• TASK OBJECTIVE
Summarize the passage about Leslie's biography of Benjamin in three sentences.

• PAGE

The remainder of Benjamin’s life was an intellectual odyssey, and Leslie does a fine job of charting it, from the competing currents of thought running from Marxism to Messianism, the pressures of Brecht, Adorno and Scholem, and the perennial difficulties of eking out a living as a freelancer. Leslie is equally adept at examining Benjamin’s many loves (the youth activist Grete Radt; the already married Dora Pollack, née Kellner, whom he would go on to marry, have a child with and later divorce; the Latvian Bolshevik Asja Lacis; and the Dutch painter Anna Maria Blaupot ten Cate) and at showing his enormous range of creative interests and ambitions–he once expressed his firm hope to ennoble his profession, to “create criticism as a genre” unto itself–and his far less impressive ability to support himself and his family. Leslie lays bare the vast extent of Benjamin’s agonizing dependence on the largesse of his parents, his in-laws, friends and colleagues.

In the second half of Leslie’s book, the story of Benjamin’s life takes something of a plunge. After his messy divorce from Dora, Benjamin sells off his prized collection of children’s books. He bounces around, living as a frequent houseguest of friends and taking on assignments, in addition to his more high-minded pursuits, merely for a commission. His health begins to decline, he fears that his ideas are being filched by his friends Ernst Bloch and Siegfried Kracauer, and he frets that his chances of fleeing occupied France, whether to Palestine or to the United States, are becoming increasingly slim. “With no way out,” he would ultimately go on to explain in his last communiqué, “I have no other choice but to end it. It is in a little village in the Pyrenees where no one knows me that my life reaches its conclusion.”

Leslie’s biography concludes with a provocative discussion of Benjamin’s afterlife–the ways he has been remembered since his tragic death in late September 1940. Benjamin, who had secured a US visa through the aid of his friend Max Horkheimer, died in the border town of Port Bou after the group of refugees with whom he had crossed the Pyrenees was denied entry into Spain. In addition to several highly inventive conspiracy theories–that Stalinist agents might have been responsible for Benjamin’s death, as one critic has it; or, as David Mauas’s 2005 documentary Who Killed Walter Benjamin? suggests, perhaps it was a group of local Falangists–there have been countless works of homage, from novels and plays to paintings and films, and other, more monumental forms of memorialization. Israeli sculptor Dani Karavan’s Passagen, erected just outside the Port Bou cemetery in 1994, stands as arguably the most poignant testament to Benjamin. Built of steel and glass, the enclosed structure stretches from the jagged cliffs to the surf below. This passageway has a vertiginous effect on the viewer, who is led down a long flight of stairs to a sheet of glass etched with words taken from among Benjamin’s last lines: “It is more arduous to honor the memory of the nameless than that of the renowned. Historical construction is devoted to the memory of the nameless.”

• INFORMATION SHOWN
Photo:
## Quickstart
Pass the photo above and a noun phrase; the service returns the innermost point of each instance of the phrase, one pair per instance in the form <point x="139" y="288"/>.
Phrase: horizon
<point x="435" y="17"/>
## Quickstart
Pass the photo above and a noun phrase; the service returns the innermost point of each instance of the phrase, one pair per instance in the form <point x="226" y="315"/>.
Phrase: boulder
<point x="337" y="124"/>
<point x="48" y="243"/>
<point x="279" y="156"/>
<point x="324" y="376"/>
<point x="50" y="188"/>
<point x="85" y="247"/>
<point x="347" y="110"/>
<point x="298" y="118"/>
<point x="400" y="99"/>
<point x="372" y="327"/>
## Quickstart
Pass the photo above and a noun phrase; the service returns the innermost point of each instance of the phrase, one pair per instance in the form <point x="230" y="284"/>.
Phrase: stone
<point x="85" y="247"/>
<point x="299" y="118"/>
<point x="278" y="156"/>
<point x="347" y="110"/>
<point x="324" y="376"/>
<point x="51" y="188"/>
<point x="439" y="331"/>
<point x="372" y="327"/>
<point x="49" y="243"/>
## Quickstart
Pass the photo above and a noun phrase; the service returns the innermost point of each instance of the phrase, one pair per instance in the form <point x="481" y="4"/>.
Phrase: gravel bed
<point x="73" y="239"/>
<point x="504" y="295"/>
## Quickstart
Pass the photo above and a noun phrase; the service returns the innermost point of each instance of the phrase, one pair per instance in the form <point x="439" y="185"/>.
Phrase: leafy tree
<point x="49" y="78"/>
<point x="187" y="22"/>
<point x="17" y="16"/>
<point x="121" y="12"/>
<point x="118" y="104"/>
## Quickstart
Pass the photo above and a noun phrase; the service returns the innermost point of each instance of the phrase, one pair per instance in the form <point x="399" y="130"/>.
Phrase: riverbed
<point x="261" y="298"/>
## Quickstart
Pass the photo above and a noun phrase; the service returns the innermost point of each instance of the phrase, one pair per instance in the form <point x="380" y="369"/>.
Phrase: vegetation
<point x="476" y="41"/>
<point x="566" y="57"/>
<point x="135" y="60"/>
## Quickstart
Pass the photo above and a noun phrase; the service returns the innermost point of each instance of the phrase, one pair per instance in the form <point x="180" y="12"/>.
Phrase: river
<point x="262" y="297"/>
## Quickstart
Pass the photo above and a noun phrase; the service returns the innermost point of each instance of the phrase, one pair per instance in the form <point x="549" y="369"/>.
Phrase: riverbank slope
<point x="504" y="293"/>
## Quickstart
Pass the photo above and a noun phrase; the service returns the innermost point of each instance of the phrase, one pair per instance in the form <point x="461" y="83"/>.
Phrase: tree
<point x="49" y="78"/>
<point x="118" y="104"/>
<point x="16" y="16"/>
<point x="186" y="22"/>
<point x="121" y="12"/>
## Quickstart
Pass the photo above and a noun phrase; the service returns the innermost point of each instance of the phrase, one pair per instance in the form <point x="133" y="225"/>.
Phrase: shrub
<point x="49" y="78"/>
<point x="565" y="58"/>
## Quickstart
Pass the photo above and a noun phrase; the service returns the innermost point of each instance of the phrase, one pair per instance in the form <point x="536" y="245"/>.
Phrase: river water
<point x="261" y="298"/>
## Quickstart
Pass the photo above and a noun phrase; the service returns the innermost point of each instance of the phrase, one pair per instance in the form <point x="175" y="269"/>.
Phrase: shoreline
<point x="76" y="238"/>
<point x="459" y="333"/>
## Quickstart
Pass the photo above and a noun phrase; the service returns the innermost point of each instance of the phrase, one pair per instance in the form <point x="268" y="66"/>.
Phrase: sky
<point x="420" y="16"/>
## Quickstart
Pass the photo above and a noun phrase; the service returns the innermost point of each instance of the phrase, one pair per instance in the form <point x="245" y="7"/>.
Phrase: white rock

• RIGHT ANSWER
Leslie's biography traces Benjamin's intellectual odyssey, his many loves, his wide creative ambitions, and his heavy dependence on the money of his parents, in-laws, friends and colleagues. In the second half of the book, his life takes a plunge: after a messy divorce he sells his collection of children's books, lives as a frequent houseguest, suffers declining health, and fears his chances of fleeing occupied France are slim. The book ends by discussing how Benjamin has been remembered since his death in Port Bou in late September 1940, including conspiracy theories, countless works of homage, and Dani Karavan's memorial Passagen.